Tugas Anda
Salin kata demi kata bagian teks bacaan tentang penyelesaian konflik dalam masyarakat yang diawali dengan kata-kata yang memuat "Konflik-konflik yang terjadi" dan diakhiri dengan "adil bagi mereka.".

Selasa, 16 Juni 2009

Konflik yang terjadi di dalam masyarakat tidak boleh dibiarkan. Jika dibiaerkan kemungkinan akan terjadi tindak kekerasan atau hal-hal lain yang tidak dikehendaki terjadi dalam kehidupan masyarakat. Ada beberapa cara yang biasa digunakan sebagai upaya menyelesaikan konflik dalanm masyarakat. Uraian berikut ini menjelaskan hal tersebut.

Lembaga Perwakilan dan Pedampingan
Lembaga perwakilan seperti DPR, DPRD merupakan lembaga yang berfungsi menampung aspirasi masyarakat atau warga Negara. Melalui lembaga ini aspirasi masyarakat seharusnya da[pat disampaikan kepada pemerintah. Jika lembaga ini berfungsi dengan baik diharapkan konflik antara warga masyarakat dengan pemerintah dapat dihindari.
Konflik-konflik yang terjadi antara warga masyarakat dan pemerintah dapat menimbulkan tindakan brutal dan anarkis dengan merusak berbagai fasilitas umum yang ada. Guna mengatasi hal ini biasanya DPR maupun DPRD menjadi salah satu lembaga perwakilan rakyat digunakan sebagai lembaga yang menampung dan menjembatani kedua belah pihak yang berkonflik.
Lembaga lain yang bersifat pendampingan seperti Lembaga Bantuan Hukum (LBH ), BP4 ( Badan Pembantu Penyelesaian Persengketaan Perburuan) dan lembaga advokasi lainnya bertugas memberikan bantuan dan pendampingan kepada mereka yang memiliki perselisihan dengan pemerintah maupun orang lain agar mereka dapat mmemperoleh keadilan dan juga keputusan yang adil bagi mereka.

Data yang Disediakan
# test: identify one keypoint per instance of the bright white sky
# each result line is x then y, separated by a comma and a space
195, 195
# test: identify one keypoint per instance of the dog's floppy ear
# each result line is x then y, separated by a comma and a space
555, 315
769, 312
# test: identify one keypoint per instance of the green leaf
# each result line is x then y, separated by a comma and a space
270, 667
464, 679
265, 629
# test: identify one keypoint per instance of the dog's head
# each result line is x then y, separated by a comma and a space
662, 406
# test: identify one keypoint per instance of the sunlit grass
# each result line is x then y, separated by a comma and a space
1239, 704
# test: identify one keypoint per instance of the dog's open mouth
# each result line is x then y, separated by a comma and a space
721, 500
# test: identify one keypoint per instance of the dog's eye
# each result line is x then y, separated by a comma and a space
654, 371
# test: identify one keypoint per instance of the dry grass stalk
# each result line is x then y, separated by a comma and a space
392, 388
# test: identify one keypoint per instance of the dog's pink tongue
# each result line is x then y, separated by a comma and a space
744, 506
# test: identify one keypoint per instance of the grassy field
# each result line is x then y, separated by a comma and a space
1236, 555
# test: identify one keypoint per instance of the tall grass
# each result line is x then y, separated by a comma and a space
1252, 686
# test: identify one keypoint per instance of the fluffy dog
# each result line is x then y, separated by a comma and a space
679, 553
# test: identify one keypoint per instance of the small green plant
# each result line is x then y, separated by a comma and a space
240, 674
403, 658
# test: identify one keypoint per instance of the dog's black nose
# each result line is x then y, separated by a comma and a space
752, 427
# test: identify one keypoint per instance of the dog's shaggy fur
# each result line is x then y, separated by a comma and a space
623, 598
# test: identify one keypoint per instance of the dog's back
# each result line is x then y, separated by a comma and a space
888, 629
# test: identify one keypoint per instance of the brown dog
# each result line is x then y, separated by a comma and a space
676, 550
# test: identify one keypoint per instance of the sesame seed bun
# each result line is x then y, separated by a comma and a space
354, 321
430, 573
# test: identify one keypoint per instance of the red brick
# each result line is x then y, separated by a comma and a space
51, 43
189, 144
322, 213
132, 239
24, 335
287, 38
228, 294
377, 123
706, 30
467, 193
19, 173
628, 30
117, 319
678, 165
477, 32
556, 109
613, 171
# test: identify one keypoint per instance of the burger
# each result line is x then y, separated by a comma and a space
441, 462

Jawaban Soal
Konflik-konflik yang terjadi antara warga masyarakat dan pemerintah dapat menimbulkan tindakan brutal dan anarkis dengan merusak berbagai fasilitas umum yang ada. Guna mengatasi hal ini biasanya DPR maupun DPRD menjadi salah satu lembaga perwakilan rakyat digunakan sebagai lembaga yang menampung dan menjembatani kedua belah pihak yang berkonflik.
Lembaga lain yang bersifat pendampingan seperti Lembaga Bantuan Hukum (LBH ), BP4 ( Badan Pembantu Penyelesaian Persengketaan Perburuan) dan lembaga advokasi lainnya bertugas memberikan bantuan dan pendampingan kepada mereka yang memiliki perselisihan dengan pemerintah maupun orang lain agar mereka dapat mmemperoleh keadilan dan juga keputusan yang adil bagi mereka.